Being a devoted fan can be a very communal or private act, depending on the artist. When you follow a massively successful act like the Beatles or Led Zeppelin, you are literally one of millions who love their music, and that is a powerful and uniting sensation. However, there are times when an artist or band connects in a way with you that seemingly only you can appreciate, and there is something very personal and unique with that affinity. I first heard the Sundays in the early ‘90s as I was looking for new music to appreciate. It probably started with their relatively successful single “Here’s Where the Story Ends”, off of their first album, “Reading, Writing and Arithmetic” which was released in 1990. While I love that song, the rest of the album didn’t connect with me at the time, and to this day, it still doesn’t grab me other than that one great track.
That all changed for me in 1992, with the release of their second album, “Blind”. The point of entry for me and probably most who have heard the record is their cover of “Wild Horses” by the Rolling Stones, but as beautiful as that song is, it probably doesn’t crack my top five favorite songs on an album that has become an all-time favorite. As I have told many over the years, if I could only take ten albums with me to a desert island, this would be one of them. Most of my music listening during this time was in the car commuting to work and back, so the Sundays were my own personal obsession of the day.
A four-person band, the Sundays are primarily defined by the lovely and talented Harriet Wheeler on vocals and her partner/husband David Gavurin on guitar. While Wheeler’s dreamy vocals are what you first notice, the creativity and orchestration of the guitar performances really frame this great sound. With many British artists, you have to strain to hear their accent, but with the Sundays, their sound is wholly British with each word, which I absolutely love. Some have compared their sound to a more guitar-based version of the Cocteau Twins, another band I have grown to really appreciate. That isn’t an unreasonable reference, but the sound of the Sundays is unique just the same.
The album opens with the hopeful optimism of “I Feel”, and the pairing of Wheeler and Gavurin is charming and alluring from the beginning. The layered guitars and multi-track harmony vocals fill in the sound in a way that becomes very familiar on this record. One of the more up-tempo songs, “Goodbye”, which became the first single on the record, rhythmically rushes through its paces while lingering in a dreamy state through the bridge into its outro. This tradeoff of driving guitar and Harriet’s singing makes this song a favorite of mine.
There are two or three songs on this record that somehow transform me to another place, where I envision myself walking alone on an isolated country field or trail, completely immersed in fog and mist, perhaps in line with the cool climate of the UK. “Life and Soul” is the first of these songs; it is a beautiful song that really finds its place about halfway through the track, leading into a gorgeous outro that is unforgettable in its simple reflection.
As I have discussed before, one thing I love about a really good song is when it builds on a simple melody and chord structure into something bigger and more powerful as the song evolves. U2 has always been one of the very best in this style, and the Sundays find that magic on “More”. Simple in structure, by the time it reaches the third verse, around the two-minute mark, the added guitar tracks around the chords elevate a good song to great, and this is another song I absolutely love, especially how it transforms from beginning to end.

▶ **PROVIDED RECORDS**:
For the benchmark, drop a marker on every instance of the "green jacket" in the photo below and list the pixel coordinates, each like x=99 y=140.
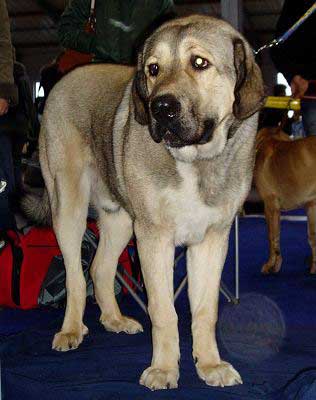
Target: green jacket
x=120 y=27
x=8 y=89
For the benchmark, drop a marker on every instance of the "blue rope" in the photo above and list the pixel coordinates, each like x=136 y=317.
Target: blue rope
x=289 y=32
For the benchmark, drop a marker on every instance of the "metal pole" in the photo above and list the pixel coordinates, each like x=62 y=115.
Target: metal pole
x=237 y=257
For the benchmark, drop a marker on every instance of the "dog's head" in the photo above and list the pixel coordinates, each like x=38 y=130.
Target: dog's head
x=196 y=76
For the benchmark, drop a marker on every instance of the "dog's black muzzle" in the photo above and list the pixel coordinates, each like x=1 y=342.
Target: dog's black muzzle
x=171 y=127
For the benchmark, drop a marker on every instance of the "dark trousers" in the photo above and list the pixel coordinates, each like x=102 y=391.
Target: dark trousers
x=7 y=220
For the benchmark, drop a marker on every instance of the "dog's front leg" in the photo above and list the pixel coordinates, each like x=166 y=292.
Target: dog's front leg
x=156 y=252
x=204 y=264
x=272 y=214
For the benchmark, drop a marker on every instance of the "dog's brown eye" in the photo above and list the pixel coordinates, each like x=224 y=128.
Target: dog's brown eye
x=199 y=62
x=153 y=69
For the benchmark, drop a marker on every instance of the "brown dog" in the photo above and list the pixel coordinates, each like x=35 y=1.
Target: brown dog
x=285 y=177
--
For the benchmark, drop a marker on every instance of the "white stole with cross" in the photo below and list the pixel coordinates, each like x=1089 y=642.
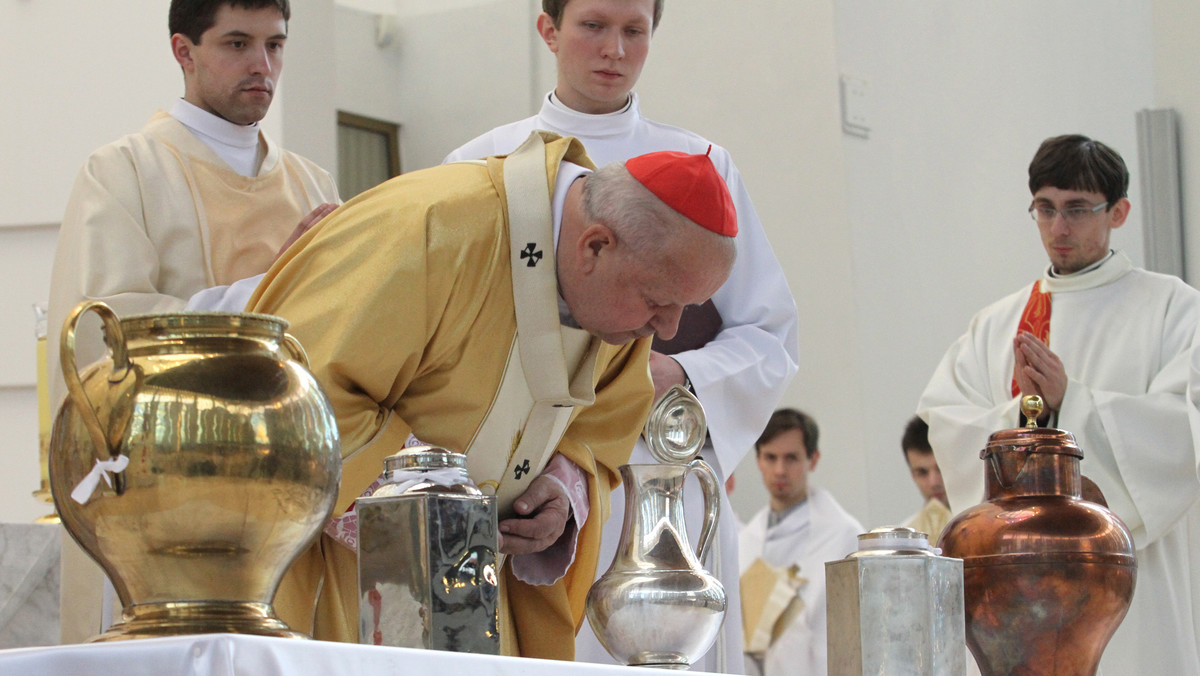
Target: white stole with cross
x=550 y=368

▶ **THE PROBLEM**: Please reproduce the passage of the review of the Sundays' album "Blind" above from "As I have discussed" up to and including "beginning to end.", word for word.

▶ **TASK RESPONSE**:
As I have discussed before, one thing I love about a really good song is when it builds on a simple melody and chord structure into something bigger and more powerful as the song evolves. U2 has always been one of the very best in this style, and the Sundays find that magic on “More”. Simple in structure, by the time it reaches the third verse, around the two-minute mark, the added guitar tracks around the chords elevate a good song to great, and this is another song I absolutely love, especially how it transforms from beginning to end.